EXTRACTED TEXT —

April 7, 2021

Beyond Skyline

Beyond Skyline

 

The first SKYLINE was an adequate alien invasion movie with excellent visual effects and an astonishing ending in which self-centred rapper and father-to-be Jarrod has his brain crudely ripped from his skull and placed into the body of a bio-mechanical alien soldier, emitting red light as opposed to the movies signature eerie blue to signify he has retained consciousness in his new form. Tenderly placing one of his enormous, clawed appendages upon the belly of his pregnant partner Elaine, Jarrodalien sets about defending her as aliens close in…

 

 

2017’s BEYOND SKYLINE initially picks up a different group of people experiencing the events of the first movie. Detective Mark Corley (Frank Grillo) is having a bad day: suspended from the LAPD due to drinking too much since the death of his wife, he has just picked up his estranged son Trent (Jonny Weston) from the police station when the alien invasion begins. I first became aware of Frank Grillo in the 2011 Joe Carnahan/Liam Neeson movie about grief and wolf-punching, THE GREY although he had significant and recurring tv roles in THE SHIELD and PRISON BREAK in the mid 2000’s. He is 14 years older than me yet could pass for my younger brother – assuming we had different parents or were the product of a TWIN’s style genetic engineering experiment – and he possesses a kind of gruff charm which the streaming service Hulu hope will be enough to propel the soon to be released BOSS LEVEL to the top of the cinema charts.

 

Whilst father and son alternately bicker and bond the alien invasion starts. Writer/director Liam O’Donnell cleverly roots the action on the ground this time rather than the original’s high-rise apartment setting which gives a different perspective on the initial alien encounter, as colossal spaceships arrive and begin hoovering LA residents up into the bowels of their spaceships whilst they are hypnotised by the unnatural blue light that accompanies them. Quickly escaping to the relative safety of the underground system, Mark and Trent soon join up with a subway conductor named Audrey, fellow police officers Garcia and Jones and (I shit you not) a blind, homeless veteran known only as ‘Sarge’ played by Antonio ‘Huggy Bear’ Fargas.

 

It’s not long before Trent has been hypnotised by the light and abducted along with rest of the group. You will be unsurprised to learn that they don’t all make it however someone who has made it this far is Elaine, Jarrodalien’s girlfriend from the first movie (Samantha Jean making a brief appearance replacing Scottie Thompson from the first film) who is now in the final stages of pregnancy and Jarrodalien himself! Mark helps to deliver the baby and somehow works out that Jarrodalien is the father, leading to scenes of him skulking around Hard Boiled style with a baby tucked under one arm and an alien metal claw surgically grafted to the other.

MATERIAL SUPPLIED —

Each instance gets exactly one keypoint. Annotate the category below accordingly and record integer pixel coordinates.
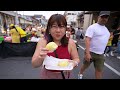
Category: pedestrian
(96, 39)
(55, 32)
(108, 48)
(116, 36)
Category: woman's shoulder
(43, 40)
(71, 41)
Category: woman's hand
(43, 53)
(87, 57)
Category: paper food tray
(51, 63)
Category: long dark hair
(59, 19)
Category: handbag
(81, 36)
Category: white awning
(9, 13)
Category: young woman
(55, 32)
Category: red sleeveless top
(62, 52)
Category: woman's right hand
(43, 53)
(87, 57)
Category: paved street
(20, 68)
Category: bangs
(58, 19)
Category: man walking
(97, 36)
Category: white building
(71, 17)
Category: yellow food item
(51, 46)
(63, 63)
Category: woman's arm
(39, 54)
(73, 52)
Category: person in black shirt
(116, 36)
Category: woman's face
(57, 32)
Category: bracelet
(76, 63)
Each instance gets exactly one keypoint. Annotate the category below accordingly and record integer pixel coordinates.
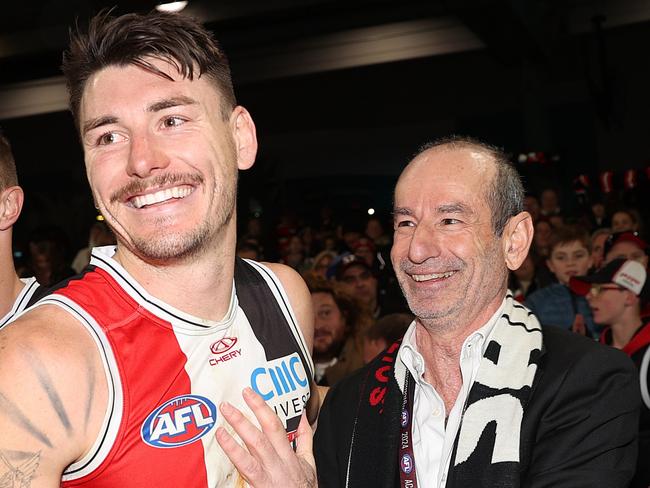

REQUIREMENT A —
In the review of Beyond Skyline, who plays the blind, homeless veteran known only as 'Sarge'?
REQUIREMENT B —
Give the Beyond Skyline review again, starting at "Whilst father and" and ending at "Antonio ‘Huggy Bear’ Fargas.", but switch "subway" to "metro".

TASK RESULT A —
Antonio 'Huggy Bear' Fargas

TASK RESULT B —
Whilst father and son alternately bicker and bond the alien invasion starts. Writer/director Liam O’Donnell cleverly roots the action on the ground this time rather than the original’s high-rise apartment setting which gives a different perspective on the initial alien encounter, as colossal spaceships arrive and begin hoovering LA residents up into the bowels of their spaceships whilst they are hypnotised by the unnatural blue light that accompanies them. Quickly escaping to the relative safety of the underground system, Mark and Trent soon join up with a metro conductor named Audrey, fellow police officers Garcia and Jones and (I shit you not) a blind, homeless veteran known only as ‘Sarge’ played by Antonio ‘Huggy Bear’ Fargas.